Requirement => Line count for "scarf": state how many lines of the listing below contain it, without anything else.

Material provided =>
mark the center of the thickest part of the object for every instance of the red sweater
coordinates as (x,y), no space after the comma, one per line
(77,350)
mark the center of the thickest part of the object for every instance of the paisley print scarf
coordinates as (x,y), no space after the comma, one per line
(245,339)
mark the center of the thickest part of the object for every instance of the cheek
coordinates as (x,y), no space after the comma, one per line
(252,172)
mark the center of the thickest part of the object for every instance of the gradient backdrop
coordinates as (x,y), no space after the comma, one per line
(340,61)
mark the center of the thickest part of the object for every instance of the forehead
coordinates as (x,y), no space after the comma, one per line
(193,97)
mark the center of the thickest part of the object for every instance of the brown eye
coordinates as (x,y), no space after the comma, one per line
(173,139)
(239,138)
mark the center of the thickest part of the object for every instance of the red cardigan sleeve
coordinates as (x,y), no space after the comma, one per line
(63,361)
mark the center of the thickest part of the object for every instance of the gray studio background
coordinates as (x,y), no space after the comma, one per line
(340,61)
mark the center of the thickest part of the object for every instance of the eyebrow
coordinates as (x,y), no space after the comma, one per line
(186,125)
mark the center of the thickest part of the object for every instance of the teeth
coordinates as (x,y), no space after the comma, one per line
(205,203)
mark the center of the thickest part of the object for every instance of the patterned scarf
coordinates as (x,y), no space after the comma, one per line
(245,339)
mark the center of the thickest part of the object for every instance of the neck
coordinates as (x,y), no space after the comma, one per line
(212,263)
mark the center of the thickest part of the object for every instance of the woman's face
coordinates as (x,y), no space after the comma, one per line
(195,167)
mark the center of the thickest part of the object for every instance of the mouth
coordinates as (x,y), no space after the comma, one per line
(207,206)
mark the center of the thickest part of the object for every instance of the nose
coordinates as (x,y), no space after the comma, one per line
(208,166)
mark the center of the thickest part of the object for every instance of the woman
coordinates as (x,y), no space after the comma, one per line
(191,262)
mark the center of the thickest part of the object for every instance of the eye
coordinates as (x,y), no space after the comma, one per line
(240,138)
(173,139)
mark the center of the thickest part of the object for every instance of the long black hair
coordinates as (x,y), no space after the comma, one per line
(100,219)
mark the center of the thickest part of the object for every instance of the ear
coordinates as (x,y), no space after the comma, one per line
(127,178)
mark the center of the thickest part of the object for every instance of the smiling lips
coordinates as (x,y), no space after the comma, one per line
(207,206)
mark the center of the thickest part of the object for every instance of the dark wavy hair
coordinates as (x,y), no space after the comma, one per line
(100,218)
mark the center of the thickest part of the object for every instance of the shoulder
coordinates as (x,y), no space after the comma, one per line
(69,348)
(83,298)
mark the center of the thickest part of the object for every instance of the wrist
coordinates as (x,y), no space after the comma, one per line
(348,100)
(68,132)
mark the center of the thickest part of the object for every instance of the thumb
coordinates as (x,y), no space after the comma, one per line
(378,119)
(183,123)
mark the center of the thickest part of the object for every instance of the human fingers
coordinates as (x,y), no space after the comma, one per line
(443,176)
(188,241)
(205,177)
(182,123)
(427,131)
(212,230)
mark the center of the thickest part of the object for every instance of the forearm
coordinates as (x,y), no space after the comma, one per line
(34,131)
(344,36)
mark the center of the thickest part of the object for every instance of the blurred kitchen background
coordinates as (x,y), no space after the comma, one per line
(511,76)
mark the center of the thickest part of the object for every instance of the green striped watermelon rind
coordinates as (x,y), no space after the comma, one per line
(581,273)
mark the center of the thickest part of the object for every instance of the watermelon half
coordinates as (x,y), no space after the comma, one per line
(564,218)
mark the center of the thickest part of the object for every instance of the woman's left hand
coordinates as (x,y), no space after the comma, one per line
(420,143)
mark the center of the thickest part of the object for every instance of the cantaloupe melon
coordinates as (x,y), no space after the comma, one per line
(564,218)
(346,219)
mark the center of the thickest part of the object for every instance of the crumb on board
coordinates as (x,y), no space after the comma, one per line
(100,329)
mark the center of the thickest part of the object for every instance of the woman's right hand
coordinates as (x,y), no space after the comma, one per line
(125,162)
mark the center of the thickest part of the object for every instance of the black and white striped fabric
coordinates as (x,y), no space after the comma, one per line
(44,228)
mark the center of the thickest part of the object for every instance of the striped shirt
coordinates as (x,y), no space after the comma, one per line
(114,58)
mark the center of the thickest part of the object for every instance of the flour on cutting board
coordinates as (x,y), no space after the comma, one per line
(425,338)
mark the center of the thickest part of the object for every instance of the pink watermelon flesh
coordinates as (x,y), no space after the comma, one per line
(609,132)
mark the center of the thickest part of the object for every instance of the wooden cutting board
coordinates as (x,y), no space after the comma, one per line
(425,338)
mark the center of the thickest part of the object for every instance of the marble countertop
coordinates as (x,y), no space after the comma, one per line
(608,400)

Answer to the exercise => 2